§ To do
a) In the review of Sheldon Siegel's Mike Daley mystery, at which restaurant did Fineman meet the two drug dealers?
b) Extend the review of Sheldon Siegel's Mike Daley mystery, beginning after its final sentence.
═════ Document segment ═════
Sheldon Siegel's new Mike Daley mystery opens in a San Quentin
death row cellblock, where Nate Fineman is 8 days, 12 hours and 58
minutes away from execution. Confined to a wheelchair, the result
of a broken back in a fall 10 years before, and with his kidneys
failing, he calls upon Daley to act as co-counsel for a last-minute
stay of execution. Daley and his partner, ex-wife Rosie Fernandez,
take on the case, lured by a $50,000 retainer. To make matters
worse, their co-counsel dies of a heart attack during their first
day on the job.
An ex-defense lawyer, Fineman has burnt bridges beyond repair. His
colorful legal career included working against the police in a bold
Posse prosecution defending dubious underground characters, and his
history of collision with the cops has earned him their disdain.
Negotiating a truce between two drug dealers, Fineman had met with
them at a San Francisco Chinatown restaurant, the Golden Dragon. A
man rushed into the room and began shooting. Fineman jumped out of
a window and ran down a fire escape but slipped. When he regained
consciousness, his fingerprints were on the gun that had killed
Now, Daley's sole recourse in the courts is to prove "freestanding
innocence." His brother, Pete, works on the tough case as well. A
former cop who’s now a private investigator, he’s
dubious about success on the legal venture but relentlessly chases
down possible witnesses to the crime.
Eugene Tsai walked through the alley behind the restaurant that
fateful night, accompanied by a fellow student, Jasmine Luk. Tsai
had told the police that he had seen a black man running from the
scene but could not identify him. Two days later, Tsai was stabbed
to death in a robbery. The police never found out who killed him.
═════ Given information ═════
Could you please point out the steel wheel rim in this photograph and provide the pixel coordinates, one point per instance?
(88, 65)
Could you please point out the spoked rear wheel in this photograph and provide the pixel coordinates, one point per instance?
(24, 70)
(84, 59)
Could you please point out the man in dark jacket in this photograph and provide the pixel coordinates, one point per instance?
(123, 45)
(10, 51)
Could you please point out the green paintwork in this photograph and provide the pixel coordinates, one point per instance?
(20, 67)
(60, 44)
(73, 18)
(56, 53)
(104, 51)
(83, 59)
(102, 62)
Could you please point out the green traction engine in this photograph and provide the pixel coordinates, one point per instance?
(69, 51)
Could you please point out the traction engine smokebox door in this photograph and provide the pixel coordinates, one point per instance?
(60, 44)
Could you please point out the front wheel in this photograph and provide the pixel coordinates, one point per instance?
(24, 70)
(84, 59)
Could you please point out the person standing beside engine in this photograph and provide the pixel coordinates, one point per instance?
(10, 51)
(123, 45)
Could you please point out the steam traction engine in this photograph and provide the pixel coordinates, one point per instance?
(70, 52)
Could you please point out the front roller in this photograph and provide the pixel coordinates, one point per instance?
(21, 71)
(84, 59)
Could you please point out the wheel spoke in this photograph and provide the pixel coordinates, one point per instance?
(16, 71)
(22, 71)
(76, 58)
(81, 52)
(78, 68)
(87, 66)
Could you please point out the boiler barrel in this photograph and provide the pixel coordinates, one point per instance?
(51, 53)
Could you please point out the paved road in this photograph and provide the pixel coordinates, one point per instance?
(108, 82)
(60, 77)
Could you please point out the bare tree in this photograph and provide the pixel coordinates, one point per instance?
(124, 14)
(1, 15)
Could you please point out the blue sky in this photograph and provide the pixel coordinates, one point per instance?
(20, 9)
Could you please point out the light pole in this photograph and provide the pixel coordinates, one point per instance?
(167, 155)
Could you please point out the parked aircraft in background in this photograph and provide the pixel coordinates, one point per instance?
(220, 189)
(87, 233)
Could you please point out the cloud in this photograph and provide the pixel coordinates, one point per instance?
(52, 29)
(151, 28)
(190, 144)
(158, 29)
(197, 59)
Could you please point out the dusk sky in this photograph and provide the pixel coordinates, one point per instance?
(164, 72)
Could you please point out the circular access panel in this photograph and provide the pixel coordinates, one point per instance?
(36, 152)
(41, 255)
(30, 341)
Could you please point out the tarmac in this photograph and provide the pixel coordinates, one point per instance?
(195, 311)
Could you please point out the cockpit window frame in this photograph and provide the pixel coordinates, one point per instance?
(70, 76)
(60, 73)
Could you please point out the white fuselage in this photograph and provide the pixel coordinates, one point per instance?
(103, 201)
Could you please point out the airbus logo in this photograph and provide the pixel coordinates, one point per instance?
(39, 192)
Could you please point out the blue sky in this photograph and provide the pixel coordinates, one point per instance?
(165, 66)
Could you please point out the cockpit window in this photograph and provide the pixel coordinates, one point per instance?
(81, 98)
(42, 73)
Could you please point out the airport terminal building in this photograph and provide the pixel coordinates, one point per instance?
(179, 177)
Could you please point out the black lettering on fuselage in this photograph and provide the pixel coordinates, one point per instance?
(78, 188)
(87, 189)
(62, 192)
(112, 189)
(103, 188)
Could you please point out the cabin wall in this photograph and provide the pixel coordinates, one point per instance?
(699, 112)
═════
§ Responses
a) The Golden Dragon, in San Francisco's Chinatown.

b)
Luk had disappeared, with nobody in Chinatown willing to talk about
the Golden Dragon killings.
Daley visits with the original defense attorney who now resides in
a Jewish Home residence for the aged. Mort "the Sport" Goldberg
describes his research for Fineman's case, the only capital case he
ever lost. His story jives with the official police version,
recapped by Roosevelt Johnson, the detective who had worked the
case along with Daley's father. In the original case, Goldberg had
indicated that the murder weapon was planted in Fineman's hand, the
fact covered up by cops seeing revenge for his Posse case
The closer the clock ticks to the time of execution, the more
desperate Daley's search for answers becomes. He soon is convinced
that Fineman was set up for the killings, but the task of proving
the theory looms monumental. Meanwhile, Daley's daughter receives a
threatening note, Tsai's brother's apartment is ransacked and an
Internal Affairs file at police headquarters that supposedly
cleared all personnel at the crime scene of the wrongdoing is
missing. The suspense tightens when Daley discovers that the person
to check out the IA file was his own father, first on the scene
with his partner.
Daley's chief suspect is Marshawn Bryant, a black contractor who
may have been the gunman identified by the Chinese couple. Bryant
had worked with one of the victims and could have benefitted from
his partner's death. He had dealings with Alex Aronis, the garbage
king of East Bay. They both stood to gain from the deaths of two
drug kingpins, moving into the territory as new moguls. But Daley's
major witness is Aronis's disgruntled ex-wife, who can offer little
damage but character assassination of her ex.
Pete's diligence in locating witnesses finally pays off, but at
grave personal expense. With less than two days to work, two
potential bombshell witnesses are found, and the Daleys have their
chance in court to prove their case. Nothing is certain as Fineman
has ordered the menu for his last meal.
Sheldon Siegel writes a rapid-fire desperation-filled legal
thriller. His characters are researched with a fine-tuned pen ---
believable, empathetic, comically named, lovable to a degree. The
personal conflict about Daley's deceased father is written as a
gnawing undercurrent to the plot that eventually rises to the
surface, and repetition is minimal to move the story toward the
conflict resolution. Recommendations are sure to be positive for
Siegel's newest case.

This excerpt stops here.